**STATED PROBLEM 1**
In the listing, update the part that opens with the line containing "Localize red garment" and closes with the line containing "295,86,311,102": swap "dog's eye" for "dog's pupil" and leave everything else unchanged. Return only those lines.

**TEXT SEGMENT**
BEGIN
I recently purged my inbox which had tons of deleted messages and a several unclassified messages. I moved the unclassified messages to where they belong, but I realized that this trains popfile on all of these messages.
my understanding of how the 'experts' train bayes filters is that they only train them enough to properly classify the messages, but try to avoid training beyond that point.
so this brings up a couple questions
should there be an option for the train-on-move that first checks to see if the message would be classified to where it is and only trains on it if it wouldn't be?
should we create a simple way to tell popfile to re-process an entire folder and move the messages to where they should be classified at, but ignore the fact that it has seen them before and this would be a reclassify?
the second one can be done with appropriate reconfiguration of the IMAP parameters, but I'm wondering if there should be a simple way through the UI to do this.
thoughts
If you would like to refer to this comment somewhere else in this project, copy and paste the following link:
That is the usual method the "experts" have used, but the actual benifit isn't really known, some I think have given up on being really strict about it. I use that method probably only half the time. Its too time consuming to check every message.
Used to it was necessary because if the corpus got too big classification got really slow. Since everything is now in the database it can be accessed very fast. For speed, the size of the corpus almost doesn't matter now.
Your idea does still sound good to me anyway. There isn't a need to reclassify all those messages and even though it isn't hurting anything, it takes time to do all that reclassification and it adds lots of un-needed words to the corpus.
If you would like to refer to this comment somewhere else in this project, copy and paste the following link:
Sounds like you too keep your history around for as long as possible. Right?
On a typical installation, the history is only kept for two days. So if you clean up your inbox every few weeks, most of the messages will have expired and thus won't be reclassified when moved.
I understand your point, though. UI-wise, this could be done with a single button. But the functionality behind the button would be a little tricky. I doubt that simply reseting the UIDNEXT value to 1 for the INBOX would do the trick. Or would it?
Manni
If you would like to refer to this comment somewhere else in this project, copy and paste the following link:
You did not say but I am gathering that you do not have a separate folder for unclassified but rather leave it in INBOX. Am I correct? I am also guessing that the folder to which you moved the unclassified messages was one of your bucket folders.
If you have a folder for unclassified you don't have a need to move those messages except for the purpose of classifying them. This sounds like it would have accomplished what you had in mind. Another way to accomplish a move without training is to have a folder about which you never tell POPFile and move them to that folder.
Maybe I'm missing your point?
--
Jim
If you would like to refer to this comment somewhere else in this project, copy and paste the following link:
I recently purged my inbox which had tons of deleted messages and a several unclassified messages. I moved the unclassified messages to where they belong, but I realized that this trains popfile on all of these messages.
my understanding of how the 'experts' train bayes filters is that they only train them enough to properly classify the messages, but try to avoid training beyond that point.
so this brings up a couple questions
should there be an option for the train-on-move that first checks to see if the message would be classified to where it is and only trains on it if it wouldn't be?
should we create a simple way to tell popfile to re-process an entire folder and move the messages to where they should be classified at, but ignore the fact that it has seen them before and this would be a reclassify?
the second one can be done with appropriate reconfiguration of the IMAP parameters, but I'm wondering if there should be a simple way through the UI to do this.
END
**DATA PROVIDED**
BEGIN
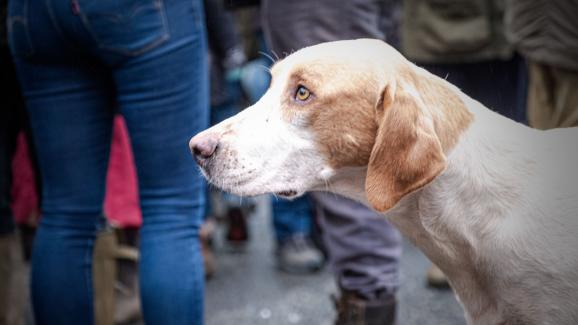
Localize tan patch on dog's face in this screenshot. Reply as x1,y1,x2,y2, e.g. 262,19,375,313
274,39,472,211
273,51,380,169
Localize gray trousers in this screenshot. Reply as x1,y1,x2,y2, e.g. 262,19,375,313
261,0,401,299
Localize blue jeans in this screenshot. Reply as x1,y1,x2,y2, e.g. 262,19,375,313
8,0,209,325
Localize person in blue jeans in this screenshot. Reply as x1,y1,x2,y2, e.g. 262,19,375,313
8,0,208,325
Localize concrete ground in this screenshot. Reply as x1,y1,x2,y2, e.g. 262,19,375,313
205,196,465,325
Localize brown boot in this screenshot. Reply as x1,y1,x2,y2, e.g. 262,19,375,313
335,290,396,325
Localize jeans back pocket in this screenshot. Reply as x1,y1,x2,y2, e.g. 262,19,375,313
74,0,169,56
6,0,34,58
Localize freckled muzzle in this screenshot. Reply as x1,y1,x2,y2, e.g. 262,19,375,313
189,132,219,172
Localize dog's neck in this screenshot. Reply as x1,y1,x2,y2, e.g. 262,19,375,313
330,95,532,318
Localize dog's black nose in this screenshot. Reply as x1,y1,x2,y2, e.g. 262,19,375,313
189,132,219,164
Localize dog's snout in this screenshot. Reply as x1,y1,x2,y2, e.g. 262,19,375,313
189,133,219,163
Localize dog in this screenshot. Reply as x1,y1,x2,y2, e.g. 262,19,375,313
189,39,578,325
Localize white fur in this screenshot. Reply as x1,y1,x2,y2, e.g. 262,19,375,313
191,40,578,325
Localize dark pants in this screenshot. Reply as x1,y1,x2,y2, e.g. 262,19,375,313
9,0,208,325
422,55,528,123
0,47,35,234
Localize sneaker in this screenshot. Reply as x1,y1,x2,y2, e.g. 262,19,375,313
276,234,324,274
333,290,397,325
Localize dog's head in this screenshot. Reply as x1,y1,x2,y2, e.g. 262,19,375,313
190,40,469,211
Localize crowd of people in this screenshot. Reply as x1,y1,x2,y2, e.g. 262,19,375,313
0,0,578,325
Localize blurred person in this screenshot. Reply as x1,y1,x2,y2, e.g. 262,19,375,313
262,0,401,325
401,0,527,288
205,0,252,254
8,0,208,325
506,0,578,129
0,0,38,325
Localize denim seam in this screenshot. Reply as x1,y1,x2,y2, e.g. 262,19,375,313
79,0,170,56
84,234,94,317
7,1,35,57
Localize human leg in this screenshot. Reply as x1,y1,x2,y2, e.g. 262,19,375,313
109,1,209,324
528,62,578,129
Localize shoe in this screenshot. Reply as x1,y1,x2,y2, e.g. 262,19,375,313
334,290,397,325
426,264,450,289
276,234,324,274
225,208,249,246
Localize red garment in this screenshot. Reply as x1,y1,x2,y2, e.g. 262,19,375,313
104,115,142,228
12,116,142,227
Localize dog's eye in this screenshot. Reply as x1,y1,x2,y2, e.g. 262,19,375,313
295,86,311,102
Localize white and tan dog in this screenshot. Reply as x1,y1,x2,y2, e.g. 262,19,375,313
190,40,578,325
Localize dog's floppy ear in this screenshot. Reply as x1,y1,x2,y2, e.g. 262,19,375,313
365,78,446,212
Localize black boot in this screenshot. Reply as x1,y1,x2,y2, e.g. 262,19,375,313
335,290,396,325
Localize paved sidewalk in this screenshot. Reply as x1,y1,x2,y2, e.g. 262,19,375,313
205,196,465,325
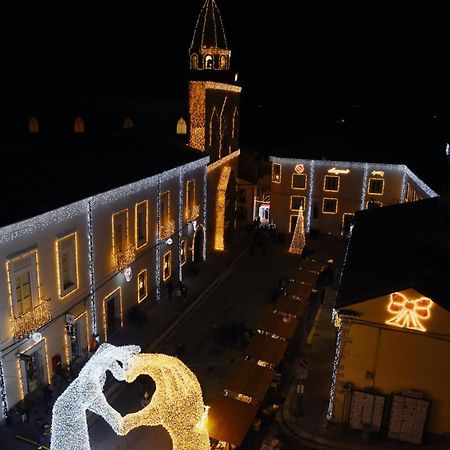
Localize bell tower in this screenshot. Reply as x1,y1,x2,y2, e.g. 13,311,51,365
189,0,231,70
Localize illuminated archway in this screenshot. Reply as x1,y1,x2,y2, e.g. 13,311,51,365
214,166,231,250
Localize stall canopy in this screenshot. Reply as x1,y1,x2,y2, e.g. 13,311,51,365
244,333,288,366
223,361,275,402
207,395,259,446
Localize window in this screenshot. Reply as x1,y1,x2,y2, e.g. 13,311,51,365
138,269,148,303
205,55,213,69
7,250,39,317
291,173,306,189
28,116,39,133
177,117,187,134
123,117,134,130
322,198,337,214
163,251,172,281
191,53,198,70
112,209,128,255
289,215,298,233
369,178,384,195
272,163,281,183
180,238,187,266
366,199,383,209
323,175,340,192
73,117,85,134
291,195,306,211
134,200,148,250
55,233,78,299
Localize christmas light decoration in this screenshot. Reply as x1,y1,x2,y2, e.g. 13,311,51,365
289,206,305,255
123,353,210,450
51,343,140,450
103,286,123,341
207,150,241,173
134,200,148,250
385,292,433,331
328,167,350,175
55,232,79,300
327,322,342,421
214,166,231,250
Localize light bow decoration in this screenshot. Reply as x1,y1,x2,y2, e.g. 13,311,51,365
386,292,433,331
51,343,210,450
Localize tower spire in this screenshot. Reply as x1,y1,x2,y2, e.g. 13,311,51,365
189,0,231,70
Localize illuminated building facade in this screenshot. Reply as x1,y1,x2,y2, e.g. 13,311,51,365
0,140,209,420
328,198,450,444
270,156,437,236
189,0,241,250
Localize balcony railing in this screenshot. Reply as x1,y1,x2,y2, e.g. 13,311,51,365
186,205,200,222
159,219,175,241
114,245,136,271
11,298,52,339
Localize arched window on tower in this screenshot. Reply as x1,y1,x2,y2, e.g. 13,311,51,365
177,117,187,134
73,117,85,134
205,55,214,69
191,53,198,70
231,106,239,139
123,117,134,130
28,116,39,133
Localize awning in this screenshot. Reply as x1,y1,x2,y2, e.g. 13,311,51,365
244,333,288,366
223,361,275,402
207,395,259,446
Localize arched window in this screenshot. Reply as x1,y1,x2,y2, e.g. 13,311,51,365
28,116,39,133
123,117,134,130
177,117,187,134
191,53,198,70
205,55,214,69
73,117,85,134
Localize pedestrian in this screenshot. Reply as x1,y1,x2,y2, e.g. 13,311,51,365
166,280,173,300
43,384,53,414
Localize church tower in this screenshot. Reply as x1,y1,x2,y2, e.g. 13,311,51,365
189,0,241,250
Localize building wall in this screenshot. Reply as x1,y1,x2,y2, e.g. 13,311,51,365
270,157,436,236
0,157,209,417
333,289,450,433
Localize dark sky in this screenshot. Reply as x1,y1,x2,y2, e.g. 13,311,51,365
0,0,450,144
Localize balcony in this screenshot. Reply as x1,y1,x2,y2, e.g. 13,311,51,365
159,219,175,241
114,245,136,272
186,205,200,222
11,298,52,339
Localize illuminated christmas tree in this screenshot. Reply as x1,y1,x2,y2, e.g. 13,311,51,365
289,206,305,255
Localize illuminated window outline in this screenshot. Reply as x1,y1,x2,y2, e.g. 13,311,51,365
323,175,341,192
134,200,148,250
6,249,41,317
162,250,172,281
272,163,281,184
111,208,130,259
180,238,188,266
385,292,433,332
367,178,384,195
55,231,80,300
137,269,148,303
291,173,308,191
322,197,339,214
17,337,51,400
289,214,298,233
289,195,306,211
103,286,123,342
28,116,40,133
73,116,86,134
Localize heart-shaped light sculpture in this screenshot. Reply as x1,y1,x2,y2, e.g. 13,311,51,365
51,343,210,450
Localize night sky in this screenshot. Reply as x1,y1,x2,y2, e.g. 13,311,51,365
1,0,450,156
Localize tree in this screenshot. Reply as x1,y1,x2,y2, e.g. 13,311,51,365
END
**STATED PROBLEM 2**
Retype the part of the POPFile forum thread that opens with the words containing "On a typical" and closes with "your bucket folders.".

**TASK OUTPUT 1**
Localize red garment in this screenshot. Reply as x1,y1,x2,y2, e.g. 262,19,375,313
104,115,142,228
12,116,142,227
Localize dog's pupil in this screenshot. Reply as x1,y1,x2,y2, e.g. 262,19,375,313
295,86,311,102

**TASK OUTPUT 2**
On a typical installation, the history is only kept for two days. So if you clean up your inbox every few weeks, most of the messages will have expired and thus won't be reclassified when moved.
I understand your point, though. UI-wise, this could be done with a single button. But the functionality behind the button would be a little tricky. I doubt that simply reseting the UIDNEXT value to 1 for the INBOX would do the trick. Or would it?
Manni
If you would like to refer to this comment somewhere else in this project, copy and paste the following link:
You did not say but I am gathering that you do not have a separate folder for unclassified but rather leave it in INBOX. Am I correct? I am also guessing that the folder to which you moved the unclassified messages was one of your bucket folders.